(Supplied material)
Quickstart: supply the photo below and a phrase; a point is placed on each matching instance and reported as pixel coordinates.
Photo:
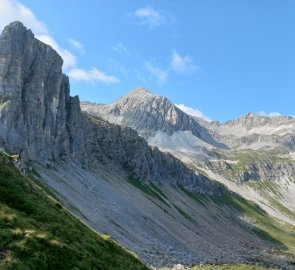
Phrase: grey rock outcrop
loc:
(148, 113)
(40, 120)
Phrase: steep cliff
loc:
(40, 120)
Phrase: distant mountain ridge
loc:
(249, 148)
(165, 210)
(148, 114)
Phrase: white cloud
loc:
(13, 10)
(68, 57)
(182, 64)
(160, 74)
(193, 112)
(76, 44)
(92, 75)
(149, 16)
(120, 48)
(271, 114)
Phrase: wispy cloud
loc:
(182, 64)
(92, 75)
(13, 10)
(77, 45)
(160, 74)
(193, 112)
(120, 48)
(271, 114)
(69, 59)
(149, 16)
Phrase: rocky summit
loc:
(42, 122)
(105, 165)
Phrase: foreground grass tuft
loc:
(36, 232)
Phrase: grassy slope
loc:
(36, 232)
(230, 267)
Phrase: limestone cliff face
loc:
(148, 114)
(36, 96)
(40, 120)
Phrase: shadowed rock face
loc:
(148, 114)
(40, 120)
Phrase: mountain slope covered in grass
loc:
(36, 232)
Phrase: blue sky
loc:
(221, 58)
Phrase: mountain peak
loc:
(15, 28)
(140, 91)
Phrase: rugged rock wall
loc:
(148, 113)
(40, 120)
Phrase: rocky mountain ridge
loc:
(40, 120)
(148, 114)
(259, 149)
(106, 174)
* * *
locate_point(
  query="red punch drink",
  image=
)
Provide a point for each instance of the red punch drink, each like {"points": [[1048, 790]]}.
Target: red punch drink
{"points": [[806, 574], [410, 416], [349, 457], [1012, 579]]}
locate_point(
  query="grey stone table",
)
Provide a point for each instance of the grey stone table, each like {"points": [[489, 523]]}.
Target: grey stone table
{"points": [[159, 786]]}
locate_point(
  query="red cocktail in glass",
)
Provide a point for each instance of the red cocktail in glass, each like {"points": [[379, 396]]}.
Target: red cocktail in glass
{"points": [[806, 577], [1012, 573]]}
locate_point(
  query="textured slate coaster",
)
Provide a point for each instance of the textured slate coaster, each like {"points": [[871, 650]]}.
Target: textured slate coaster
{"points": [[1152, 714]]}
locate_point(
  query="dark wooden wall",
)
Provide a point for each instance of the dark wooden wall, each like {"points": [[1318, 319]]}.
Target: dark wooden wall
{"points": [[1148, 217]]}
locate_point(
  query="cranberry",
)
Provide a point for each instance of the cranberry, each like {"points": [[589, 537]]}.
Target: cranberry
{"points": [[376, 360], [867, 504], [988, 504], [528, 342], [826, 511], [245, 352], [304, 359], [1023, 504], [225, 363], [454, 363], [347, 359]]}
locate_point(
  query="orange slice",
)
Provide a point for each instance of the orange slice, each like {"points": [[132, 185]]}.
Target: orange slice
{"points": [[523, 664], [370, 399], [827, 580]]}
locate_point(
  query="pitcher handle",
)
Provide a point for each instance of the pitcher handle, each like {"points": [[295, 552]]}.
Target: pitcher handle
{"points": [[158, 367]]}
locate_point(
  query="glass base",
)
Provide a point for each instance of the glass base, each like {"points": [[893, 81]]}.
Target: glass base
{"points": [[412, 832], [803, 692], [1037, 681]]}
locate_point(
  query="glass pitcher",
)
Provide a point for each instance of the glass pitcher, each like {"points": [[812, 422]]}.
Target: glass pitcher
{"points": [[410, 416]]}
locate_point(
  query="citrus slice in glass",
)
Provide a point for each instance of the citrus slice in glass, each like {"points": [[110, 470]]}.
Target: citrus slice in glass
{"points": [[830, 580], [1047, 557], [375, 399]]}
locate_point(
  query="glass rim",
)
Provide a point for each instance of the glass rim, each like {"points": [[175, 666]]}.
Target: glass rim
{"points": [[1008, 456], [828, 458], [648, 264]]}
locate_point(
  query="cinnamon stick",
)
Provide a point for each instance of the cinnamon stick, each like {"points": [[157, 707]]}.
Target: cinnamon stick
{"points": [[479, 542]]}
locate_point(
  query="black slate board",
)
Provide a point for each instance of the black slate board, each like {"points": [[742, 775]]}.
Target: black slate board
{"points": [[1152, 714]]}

(Task directions) Find the word "ridge" in the records and pull out each line that has it.

(Answer space)
Phrase: distant mountain ridge
Phrase: rocky mountain ridge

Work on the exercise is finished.